■ Göreviniz
Osmanlı Haremi hakkındaki metne göre, Topkapı Sarayı'nda cariyeler koğuşu kapısının iç tarafına asılmış olan Arapça kitabede ne yazıyordu?

■ Belge alıntısı
======
Osmanlı'da Cinsellik Bölüm 2


Bölüm 2

"Nice âfet-i devrân ve yürek dağlayan kızlar..."

Harem...

600 yıllık büyük bir imparatorluğun, Osmanlı toplumunu yakından tanımaya çalışan batılıları her dönem cezbetmiş olan Osmanlı Haremi, geçmişi ile bağlarını yeniden kurmaya çalışan günümüz Türkiyesi insanının da "gerçek yönleriyle" ilgisini çekmeye başlamıştır.. Harem, en güzel kızlar arasından seçilerek saraya getirilen binlerce cariyenin bir arada bulunduğu mekâna verilen addır.. Aralarından bazıları, şanslarını ya da olanaklarını doğru yönde kullanarak padişaha çocuk doğurup Hanım Sultan olmuş, ya da dünyaya getirdikleri şehzade tahta çıktığında Valide Sultan olarak zaman zaman devlet idaresini ellerine geçirmişlerdi. Ancak, bir zamanlar Topkapı Sarayı cariyeler koğuşu kapısının iç tarafına asılmış olan Arapça bir kitabe, cariyelerin kaderinin her zaman iç açıcı olmadığını bize gösterir: "Ey kapıları açan Tanrı, bize de kapıları aç!..."

Batılıların aklına "Osmanlılar" denince hemen "Harem" gelir. Çünkü eskiden beri batılı yazarlar "Harem" konusunda olmadık öyküler kurgulamışlardır. Bunların bir bölümünün tümüyle uydurma olduğu biliyoruz artık. Ama içlerinde öyle ilginç olanları vardır ki, Saray Arşivi'nde yapılan araştırmalar bunların doğrulu­ğunu kanıtlayan belgeleri ortaya koy­dukça, Osmanlıların gerçekten bir "Harem" yaratmış olduklarını anlıyoruz.

Osmanlı Sarayı hakkında çok sayıda araştırma türünden yapıt yayınlanmışsa da, Haremle ilgili ayrıntılı bir bilgi edinmek çok zordur. Çünkü haremle ilgili konular, esas olarak Osmanlı Hanedanı'nın özel yaşamına aittir. Günümüzde aile içinde cinsel yaşamın ne denli gizlendiği göz önünde tutulursa, eskiden Sultanların da ben­zeri bir tutum içinde olmaları son derece doğal karşılanabilmektedir. Ama, eski saray tarihçilerinin notlarından padi­şahların fermanlarına, şehzadelerin anı­larından sultanların mektuplarına kadar tüm belgeler incelendiğinde, ara­lara sıkışıp kalmış gerçek olayların ışı­ğında Harem'in o loş ve cinsellik kokan odalarının nasıl aydınlandığını görünce, bu ilginç yaşam biçimini sizlere de tanıtmayı görev bildik.
======
■ Veriler

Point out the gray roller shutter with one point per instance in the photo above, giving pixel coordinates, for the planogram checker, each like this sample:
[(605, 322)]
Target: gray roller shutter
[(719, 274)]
======
■ Tam çözüm
Kitabede "Ey kapıları açan Tanrı, bize de kapıları aç!" yazıyordu.